◆ EXERCISE
Each record must appear in the answer exactly as it does in the data.

···

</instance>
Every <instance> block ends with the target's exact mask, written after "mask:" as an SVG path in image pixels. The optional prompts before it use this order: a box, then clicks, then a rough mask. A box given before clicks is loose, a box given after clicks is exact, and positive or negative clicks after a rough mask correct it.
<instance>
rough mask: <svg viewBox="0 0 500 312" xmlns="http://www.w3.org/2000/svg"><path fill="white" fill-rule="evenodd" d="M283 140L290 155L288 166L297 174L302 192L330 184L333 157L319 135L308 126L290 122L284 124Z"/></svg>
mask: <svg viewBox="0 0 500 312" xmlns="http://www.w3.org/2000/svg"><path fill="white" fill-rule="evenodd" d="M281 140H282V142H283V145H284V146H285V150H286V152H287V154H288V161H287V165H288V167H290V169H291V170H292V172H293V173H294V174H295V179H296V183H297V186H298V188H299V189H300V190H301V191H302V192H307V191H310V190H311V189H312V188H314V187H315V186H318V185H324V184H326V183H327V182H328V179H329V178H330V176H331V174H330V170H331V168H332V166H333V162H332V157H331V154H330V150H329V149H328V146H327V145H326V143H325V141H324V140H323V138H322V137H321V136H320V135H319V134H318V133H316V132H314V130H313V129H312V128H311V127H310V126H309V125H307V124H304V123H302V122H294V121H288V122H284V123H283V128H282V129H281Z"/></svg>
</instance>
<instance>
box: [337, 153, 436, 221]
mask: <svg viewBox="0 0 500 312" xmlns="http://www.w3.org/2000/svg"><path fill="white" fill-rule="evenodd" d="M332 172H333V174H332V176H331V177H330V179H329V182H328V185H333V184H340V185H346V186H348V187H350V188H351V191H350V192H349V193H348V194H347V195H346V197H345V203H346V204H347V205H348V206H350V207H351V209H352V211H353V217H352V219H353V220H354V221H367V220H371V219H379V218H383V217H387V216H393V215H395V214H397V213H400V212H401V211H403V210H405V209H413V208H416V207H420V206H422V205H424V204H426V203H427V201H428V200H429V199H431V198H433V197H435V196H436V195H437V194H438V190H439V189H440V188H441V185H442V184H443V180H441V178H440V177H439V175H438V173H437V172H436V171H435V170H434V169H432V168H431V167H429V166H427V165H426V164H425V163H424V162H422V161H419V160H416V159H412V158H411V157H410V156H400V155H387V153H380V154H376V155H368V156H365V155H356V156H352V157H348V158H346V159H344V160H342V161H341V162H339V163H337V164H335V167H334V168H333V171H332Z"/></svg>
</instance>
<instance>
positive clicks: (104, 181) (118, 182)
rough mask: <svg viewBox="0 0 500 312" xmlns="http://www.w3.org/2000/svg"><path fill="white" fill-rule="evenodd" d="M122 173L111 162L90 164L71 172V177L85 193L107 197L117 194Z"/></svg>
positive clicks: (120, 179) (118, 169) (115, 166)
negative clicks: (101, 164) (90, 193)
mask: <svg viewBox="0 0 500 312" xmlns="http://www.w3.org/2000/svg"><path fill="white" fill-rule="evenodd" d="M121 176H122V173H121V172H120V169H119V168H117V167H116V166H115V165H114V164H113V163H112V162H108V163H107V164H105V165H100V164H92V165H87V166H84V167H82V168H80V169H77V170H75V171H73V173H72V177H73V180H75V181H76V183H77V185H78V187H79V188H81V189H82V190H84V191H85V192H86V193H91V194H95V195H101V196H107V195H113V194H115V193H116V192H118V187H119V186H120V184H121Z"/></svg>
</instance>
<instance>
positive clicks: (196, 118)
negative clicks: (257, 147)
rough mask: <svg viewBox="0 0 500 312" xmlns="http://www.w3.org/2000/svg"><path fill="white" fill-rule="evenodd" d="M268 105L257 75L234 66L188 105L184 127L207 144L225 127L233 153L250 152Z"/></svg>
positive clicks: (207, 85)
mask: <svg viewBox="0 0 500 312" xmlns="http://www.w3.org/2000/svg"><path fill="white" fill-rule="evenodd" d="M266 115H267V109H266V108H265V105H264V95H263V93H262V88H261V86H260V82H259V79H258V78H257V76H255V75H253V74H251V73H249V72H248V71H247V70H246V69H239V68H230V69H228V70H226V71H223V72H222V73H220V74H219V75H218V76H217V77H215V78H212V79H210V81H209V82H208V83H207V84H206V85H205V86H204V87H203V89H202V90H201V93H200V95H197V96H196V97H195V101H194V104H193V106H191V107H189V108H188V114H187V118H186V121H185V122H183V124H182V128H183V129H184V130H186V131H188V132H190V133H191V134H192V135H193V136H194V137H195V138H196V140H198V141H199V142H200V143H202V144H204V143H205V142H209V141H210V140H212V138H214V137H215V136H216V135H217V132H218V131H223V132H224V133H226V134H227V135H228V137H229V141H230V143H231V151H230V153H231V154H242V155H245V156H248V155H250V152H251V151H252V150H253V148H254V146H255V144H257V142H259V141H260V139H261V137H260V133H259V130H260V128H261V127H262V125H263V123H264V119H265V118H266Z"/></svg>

···

◆ PROBLEM SOLUTION
</instance>
Every <instance> block ends with the target's exact mask, written after "mask:" as an SVG path in image pixels. The optional prompts before it use this order: a box, then clicks, then a rough mask. A box given before clicks is loose, a box given after clicks is exact, and positive or negative clicks after a rough mask correct it.
<instance>
rough mask: <svg viewBox="0 0 500 312" xmlns="http://www.w3.org/2000/svg"><path fill="white" fill-rule="evenodd" d="M283 140L290 155L288 166L297 174L302 192L330 184L333 157L319 135L308 126L290 122L284 124Z"/></svg>
mask: <svg viewBox="0 0 500 312" xmlns="http://www.w3.org/2000/svg"><path fill="white" fill-rule="evenodd" d="M281 140H282V142H283V145H284V146H285V150H286V152H287V154H288V161H287V165H288V167H290V169H291V170H292V172H293V173H294V174H295V179H296V183H297V186H298V188H299V189H300V190H301V191H302V192H307V191H310V190H311V189H312V188H314V187H315V186H318V185H324V184H326V183H327V182H328V179H329V178H330V176H331V174H330V170H331V168H332V166H333V162H332V157H331V154H330V150H329V149H328V146H327V145H326V143H325V141H324V140H323V138H322V137H321V136H320V135H319V134H318V133H316V132H314V130H313V129H312V128H311V127H310V126H309V125H307V124H304V123H302V122H294V121H288V122H284V123H283V128H282V129H281Z"/></svg>
</instance>
<instance>
box: [337, 153, 436, 221]
mask: <svg viewBox="0 0 500 312" xmlns="http://www.w3.org/2000/svg"><path fill="white" fill-rule="evenodd" d="M332 172H333V174H332V176H331V177H330V179H329V182H328V185H333V184H340V185H346V186H348V187H350V188H351V191H350V192H349V193H348V194H347V195H346V197H345V203H346V204H347V205H348V206H350V207H351V209H352V211H353V217H352V219H353V220H354V221H367V220H371V219H379V218H383V217H387V216H393V215H395V214H397V213H400V212H401V211H403V210H405V209H413V208H416V207H420V206H422V205H424V204H426V203H427V201H428V200H429V199H431V198H433V197H435V196H436V195H437V194H438V190H439V189H440V188H441V185H442V184H443V180H441V178H440V177H439V175H438V173H437V172H436V171H435V170H434V169H432V168H431V167H429V166H427V165H426V164H425V163H424V162H422V161H419V160H416V159H412V158H411V157H410V156H400V155H387V153H380V154H376V155H368V156H365V155H356V156H352V157H348V158H346V159H344V160H342V161H341V162H339V163H337V164H335V167H334V168H333V171H332Z"/></svg>
</instance>
<instance>
positive clicks: (104, 181) (118, 182)
rough mask: <svg viewBox="0 0 500 312" xmlns="http://www.w3.org/2000/svg"><path fill="white" fill-rule="evenodd" d="M122 173L111 162L90 164L71 172V177L85 193L107 197L117 194Z"/></svg>
positive clicks: (120, 179) (118, 169) (115, 166)
negative clicks: (101, 164) (90, 193)
mask: <svg viewBox="0 0 500 312" xmlns="http://www.w3.org/2000/svg"><path fill="white" fill-rule="evenodd" d="M121 176H122V173H121V172H120V169H119V168H117V167H116V166H115V165H114V164H113V163H112V162H108V163H107V164H105V165H100V164H92V165H87V166H84V167H82V168H80V169H77V170H75V171H73V173H72V177H73V180H75V181H76V183H77V185H78V187H79V188H81V189H82V190H84V191H85V192H86V193H91V194H95V195H101V196H107V195H113V194H115V193H116V192H118V187H119V186H120V184H121Z"/></svg>
</instance>
<instance>
positive clicks: (196, 118)
negative clicks: (257, 147)
rough mask: <svg viewBox="0 0 500 312" xmlns="http://www.w3.org/2000/svg"><path fill="white" fill-rule="evenodd" d="M268 105L257 75L234 66L188 105L184 127L207 144L225 127L233 153L250 152Z"/></svg>
positive clicks: (207, 85)
mask: <svg viewBox="0 0 500 312" xmlns="http://www.w3.org/2000/svg"><path fill="white" fill-rule="evenodd" d="M266 115H267V109H266V108H265V105H264V95H263V93H262V88H261V86H260V82H259V79H258V78H257V76H255V75H253V74H251V73H249V72H248V71H247V70H246V69H239V68H230V69H228V70H226V71H223V72H222V73H220V74H219V75H218V76H217V77H215V78H212V79H210V81H209V82H208V83H207V84H206V85H205V86H204V87H203V89H202V90H201V93H200V95H197V96H196V97H195V101H194V104H193V106H191V107H189V108H188V114H187V118H186V121H185V122H183V124H182V128H183V129H184V130H186V131H188V132H190V133H191V134H192V135H193V136H194V137H195V138H196V140H198V141H199V142H200V143H202V144H204V143H205V142H209V141H210V140H212V138H214V137H215V136H216V135H217V132H218V131H223V132H224V133H226V134H227V135H228V137H229V141H230V143H231V151H230V153H231V154H242V155H245V156H248V155H250V152H251V151H252V150H253V148H254V146H255V144H257V142H259V141H260V139H261V137H260V133H259V130H260V128H261V127H262V125H263V123H264V119H265V118H266Z"/></svg>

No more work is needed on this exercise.